*What the exercise asks*
Reproduce word for word the lines of the items below, starting from the line with "Target: gray sectional sofa" up to and including the last line of the items.

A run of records
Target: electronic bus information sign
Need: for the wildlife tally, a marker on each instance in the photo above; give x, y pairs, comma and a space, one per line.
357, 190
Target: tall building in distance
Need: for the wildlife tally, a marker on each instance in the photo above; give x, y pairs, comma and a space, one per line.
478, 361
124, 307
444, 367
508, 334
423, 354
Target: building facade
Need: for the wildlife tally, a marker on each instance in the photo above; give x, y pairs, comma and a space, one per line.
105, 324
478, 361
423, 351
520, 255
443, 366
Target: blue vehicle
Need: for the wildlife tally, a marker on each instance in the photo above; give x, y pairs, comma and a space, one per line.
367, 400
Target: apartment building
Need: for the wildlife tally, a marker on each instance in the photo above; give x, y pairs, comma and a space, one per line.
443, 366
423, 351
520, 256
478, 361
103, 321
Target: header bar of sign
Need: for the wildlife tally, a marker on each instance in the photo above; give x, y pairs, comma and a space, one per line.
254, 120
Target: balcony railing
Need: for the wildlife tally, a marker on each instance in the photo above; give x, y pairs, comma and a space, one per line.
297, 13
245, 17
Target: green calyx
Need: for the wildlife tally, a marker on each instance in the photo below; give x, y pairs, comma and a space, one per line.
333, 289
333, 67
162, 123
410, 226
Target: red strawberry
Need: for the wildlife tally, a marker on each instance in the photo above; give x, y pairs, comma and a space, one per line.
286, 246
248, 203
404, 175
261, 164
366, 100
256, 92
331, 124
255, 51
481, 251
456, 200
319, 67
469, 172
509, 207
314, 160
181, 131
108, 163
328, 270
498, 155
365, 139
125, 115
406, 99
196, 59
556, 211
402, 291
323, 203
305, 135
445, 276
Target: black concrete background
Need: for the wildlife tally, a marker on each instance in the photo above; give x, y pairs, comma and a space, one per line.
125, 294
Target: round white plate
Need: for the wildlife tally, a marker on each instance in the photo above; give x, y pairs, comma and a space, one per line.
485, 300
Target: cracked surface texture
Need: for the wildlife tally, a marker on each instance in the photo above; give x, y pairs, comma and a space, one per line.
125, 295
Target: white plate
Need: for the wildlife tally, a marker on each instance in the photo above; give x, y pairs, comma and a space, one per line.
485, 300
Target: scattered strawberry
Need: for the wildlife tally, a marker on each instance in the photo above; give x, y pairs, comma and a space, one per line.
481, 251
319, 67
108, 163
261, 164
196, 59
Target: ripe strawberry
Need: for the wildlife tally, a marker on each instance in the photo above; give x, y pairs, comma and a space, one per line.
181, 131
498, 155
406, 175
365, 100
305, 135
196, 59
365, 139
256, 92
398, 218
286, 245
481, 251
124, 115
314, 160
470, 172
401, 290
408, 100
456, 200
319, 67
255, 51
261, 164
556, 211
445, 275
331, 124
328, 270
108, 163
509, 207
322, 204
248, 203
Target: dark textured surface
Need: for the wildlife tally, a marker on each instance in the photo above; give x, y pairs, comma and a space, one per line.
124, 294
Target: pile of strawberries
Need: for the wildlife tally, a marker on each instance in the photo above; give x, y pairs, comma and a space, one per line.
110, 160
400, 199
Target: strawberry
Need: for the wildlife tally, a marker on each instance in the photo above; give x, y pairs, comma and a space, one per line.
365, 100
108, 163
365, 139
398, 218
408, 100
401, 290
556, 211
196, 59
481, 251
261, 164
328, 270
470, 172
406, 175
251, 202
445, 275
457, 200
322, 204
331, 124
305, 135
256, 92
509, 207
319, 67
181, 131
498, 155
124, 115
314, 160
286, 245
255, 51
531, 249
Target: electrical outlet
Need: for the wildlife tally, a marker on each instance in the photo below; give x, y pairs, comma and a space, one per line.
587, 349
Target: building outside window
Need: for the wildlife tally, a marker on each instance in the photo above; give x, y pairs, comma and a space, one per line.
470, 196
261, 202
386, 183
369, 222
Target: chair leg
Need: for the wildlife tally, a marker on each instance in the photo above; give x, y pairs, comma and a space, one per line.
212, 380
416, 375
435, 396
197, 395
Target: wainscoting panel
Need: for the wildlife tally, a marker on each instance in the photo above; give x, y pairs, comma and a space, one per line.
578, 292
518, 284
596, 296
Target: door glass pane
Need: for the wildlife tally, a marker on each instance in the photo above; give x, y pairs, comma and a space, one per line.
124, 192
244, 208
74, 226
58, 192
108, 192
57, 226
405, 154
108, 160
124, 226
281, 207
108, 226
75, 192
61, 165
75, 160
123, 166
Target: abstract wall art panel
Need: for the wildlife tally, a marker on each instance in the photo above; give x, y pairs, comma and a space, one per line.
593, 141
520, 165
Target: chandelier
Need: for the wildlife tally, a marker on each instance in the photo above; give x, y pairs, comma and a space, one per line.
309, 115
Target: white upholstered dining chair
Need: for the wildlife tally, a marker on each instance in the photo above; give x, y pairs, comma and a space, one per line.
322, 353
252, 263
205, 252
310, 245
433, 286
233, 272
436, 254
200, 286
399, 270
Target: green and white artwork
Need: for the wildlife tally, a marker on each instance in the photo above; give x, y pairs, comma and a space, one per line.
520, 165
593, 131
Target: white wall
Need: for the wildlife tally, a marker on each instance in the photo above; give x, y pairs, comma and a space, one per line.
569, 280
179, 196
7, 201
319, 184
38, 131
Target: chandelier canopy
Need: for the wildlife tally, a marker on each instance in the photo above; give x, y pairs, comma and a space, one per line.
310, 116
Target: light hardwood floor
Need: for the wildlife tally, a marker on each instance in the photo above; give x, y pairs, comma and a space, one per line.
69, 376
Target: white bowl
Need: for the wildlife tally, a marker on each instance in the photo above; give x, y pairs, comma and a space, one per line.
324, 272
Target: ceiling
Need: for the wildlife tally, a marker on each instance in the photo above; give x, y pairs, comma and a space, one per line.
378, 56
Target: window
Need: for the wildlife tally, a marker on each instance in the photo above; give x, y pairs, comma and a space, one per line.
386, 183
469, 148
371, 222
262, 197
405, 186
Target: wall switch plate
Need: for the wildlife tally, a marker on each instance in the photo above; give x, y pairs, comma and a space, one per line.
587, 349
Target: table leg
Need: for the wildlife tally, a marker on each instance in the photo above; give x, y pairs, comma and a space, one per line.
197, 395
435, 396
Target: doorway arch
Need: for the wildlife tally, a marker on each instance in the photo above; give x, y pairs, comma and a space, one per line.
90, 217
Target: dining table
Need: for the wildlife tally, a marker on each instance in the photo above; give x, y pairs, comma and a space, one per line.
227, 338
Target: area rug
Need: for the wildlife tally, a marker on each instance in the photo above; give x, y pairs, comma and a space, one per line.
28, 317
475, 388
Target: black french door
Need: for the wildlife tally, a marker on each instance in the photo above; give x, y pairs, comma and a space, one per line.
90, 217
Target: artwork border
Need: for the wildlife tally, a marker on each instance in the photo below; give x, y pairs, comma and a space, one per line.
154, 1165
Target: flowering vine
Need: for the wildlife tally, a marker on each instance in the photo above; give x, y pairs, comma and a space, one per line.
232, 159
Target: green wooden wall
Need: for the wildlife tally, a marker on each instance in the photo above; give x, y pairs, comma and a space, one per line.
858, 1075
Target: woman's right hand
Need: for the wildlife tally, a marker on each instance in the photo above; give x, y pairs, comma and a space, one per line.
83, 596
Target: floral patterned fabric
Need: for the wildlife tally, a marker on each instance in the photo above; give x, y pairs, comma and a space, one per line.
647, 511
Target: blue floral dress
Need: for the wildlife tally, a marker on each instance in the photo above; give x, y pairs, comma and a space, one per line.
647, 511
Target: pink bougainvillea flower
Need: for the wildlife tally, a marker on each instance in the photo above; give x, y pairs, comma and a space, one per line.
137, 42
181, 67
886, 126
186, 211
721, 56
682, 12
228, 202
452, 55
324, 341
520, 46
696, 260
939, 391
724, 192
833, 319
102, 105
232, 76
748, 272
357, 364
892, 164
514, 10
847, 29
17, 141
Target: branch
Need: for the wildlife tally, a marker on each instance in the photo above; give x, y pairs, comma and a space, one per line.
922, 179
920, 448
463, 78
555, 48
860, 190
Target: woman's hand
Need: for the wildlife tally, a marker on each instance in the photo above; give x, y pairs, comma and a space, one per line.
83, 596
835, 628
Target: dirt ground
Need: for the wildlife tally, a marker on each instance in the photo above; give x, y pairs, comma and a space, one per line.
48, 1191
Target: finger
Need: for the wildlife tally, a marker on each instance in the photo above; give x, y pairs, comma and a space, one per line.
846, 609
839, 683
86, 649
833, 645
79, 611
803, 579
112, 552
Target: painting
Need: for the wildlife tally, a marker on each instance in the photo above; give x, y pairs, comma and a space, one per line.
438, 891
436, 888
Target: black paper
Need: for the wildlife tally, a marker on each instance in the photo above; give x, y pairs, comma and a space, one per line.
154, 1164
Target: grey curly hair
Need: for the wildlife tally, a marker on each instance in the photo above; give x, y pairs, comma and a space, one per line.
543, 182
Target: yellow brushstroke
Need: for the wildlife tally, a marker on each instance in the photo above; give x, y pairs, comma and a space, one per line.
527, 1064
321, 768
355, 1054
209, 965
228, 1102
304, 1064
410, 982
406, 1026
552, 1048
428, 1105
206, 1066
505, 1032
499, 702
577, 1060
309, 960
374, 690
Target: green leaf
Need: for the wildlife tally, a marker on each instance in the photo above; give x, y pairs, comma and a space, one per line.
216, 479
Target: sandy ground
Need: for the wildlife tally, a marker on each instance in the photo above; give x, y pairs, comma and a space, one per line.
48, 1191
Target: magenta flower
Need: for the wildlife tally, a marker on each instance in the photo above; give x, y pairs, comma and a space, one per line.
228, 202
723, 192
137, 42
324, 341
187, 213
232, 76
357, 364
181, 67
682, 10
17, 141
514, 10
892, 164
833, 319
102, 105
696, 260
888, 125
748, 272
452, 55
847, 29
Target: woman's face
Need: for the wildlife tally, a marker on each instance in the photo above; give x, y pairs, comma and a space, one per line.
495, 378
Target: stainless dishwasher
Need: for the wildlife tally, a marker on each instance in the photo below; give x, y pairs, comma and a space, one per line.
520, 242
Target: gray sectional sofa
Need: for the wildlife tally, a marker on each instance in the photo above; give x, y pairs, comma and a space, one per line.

*Exercise answer*
Target: gray sectional sofa
Need: for the wildlife tally, a marker on each instance in the photo above; give x, y pairs, comma and a space, one per line.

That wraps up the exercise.